## [EXCERPTED TEXT]
------------------------------
The Republican leadership, the people sophisticated enough to not personally be offended by gays and people of color and feminists, but unethical enough to exploit their ignorant base's bigotry nonetheless, are losing control of their base. After three decades of fear-mongering, scapegoating, and wedge issue politicking, they're left with a seething conglomeration of intolerant bullies whose stubborn refusal to evolve ideologically is matched in astonishing obduracy only by their unjustifiable hatred.For three decades, the Republican Party deliberately, cynically, and unapologetically fanned the flames of that hatred, which served as the fuel for the base's single-minded crusade to protect their privilege and thus the rationale for voting Republican—the party who promised to "protect tradition."
"Tradition" is the kind of word that appeals to people for whom the world is changing more rapidly than they can comfortably adjust, who are too busy to or socially discouraged from reading or thinking about things too much, who have heard some things about how feminism is responsible for the breakdown in the family and gays want to redefine marriage and immigrants are taking all the good jobs. "Tradition" is a word that plays well with people who can't be bothered to examine anything too closely, or were never taught how to properly think, how to analyze and assess information in a way that teases out the truth.
------------------------------
## [EXERCISE INSTRUCTIONS]
1 – In the commentary on the Republican Party, answer these:
(a) For how many decades did the party fan the flames of hatred?
(b) What did the party promise to protect?
(c) What have people heard that immigrants are doing?
2 – Write the next paragraph of the commentary on the Republican Party, picking up after its last sentence.
The records are separate from the commentary on the Republican Party.

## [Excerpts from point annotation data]
------------------------------
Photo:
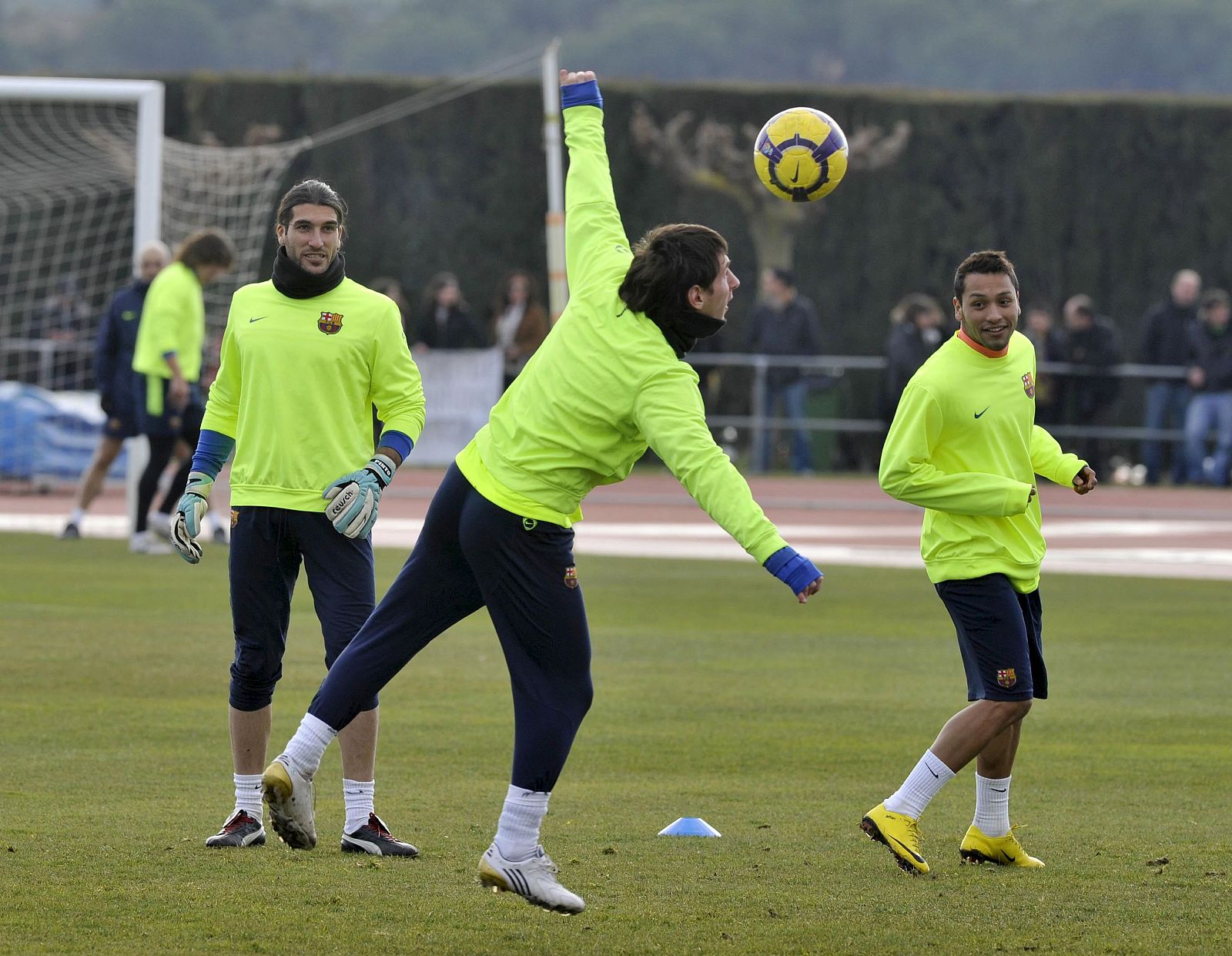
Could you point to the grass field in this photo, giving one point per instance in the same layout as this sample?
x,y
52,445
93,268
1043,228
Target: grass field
------------------------------
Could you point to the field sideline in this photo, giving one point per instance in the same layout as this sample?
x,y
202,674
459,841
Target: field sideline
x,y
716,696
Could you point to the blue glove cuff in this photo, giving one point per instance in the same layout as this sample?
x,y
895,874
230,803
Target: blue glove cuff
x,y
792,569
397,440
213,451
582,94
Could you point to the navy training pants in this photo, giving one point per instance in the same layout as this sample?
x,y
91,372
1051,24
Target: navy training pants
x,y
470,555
------------------------------
## [RESPONSES PER TASK]
1 –
(a) Three decades
(b) Tradition
(c) Taking all the good jobs

2 –
And it's an even better word for speaking to the unabashed bigots of the base, obliquely reassuring them that they're right to hate women and gays and brown people, those three separate monolithic groups of faceless enemies, and implicitly promising them they'll be protected from the onslaught of the radical hordes. America's great tradition of conferring undeserved privilege on you won't fail. Not on our watch.
That has been the sacred covenant between the Republican Party and its straight, white, patriarchal, Christian supremacist base for a generation: Vote for us, and we'll protect you.